======== MATERIAL FOR THIS EXERCISE

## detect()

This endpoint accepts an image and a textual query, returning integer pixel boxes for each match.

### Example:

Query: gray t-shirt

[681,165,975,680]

================

**YOUR INSTRUCTIONS:** Reproduce, word for word, all of the entries above.

**TASK ANSWER:**
## detect()

This endpoint accepts an image and a textual query, returning integer pixel boxes for each match.

### Example:

Query: gray t-shirt

[681,165,975,680]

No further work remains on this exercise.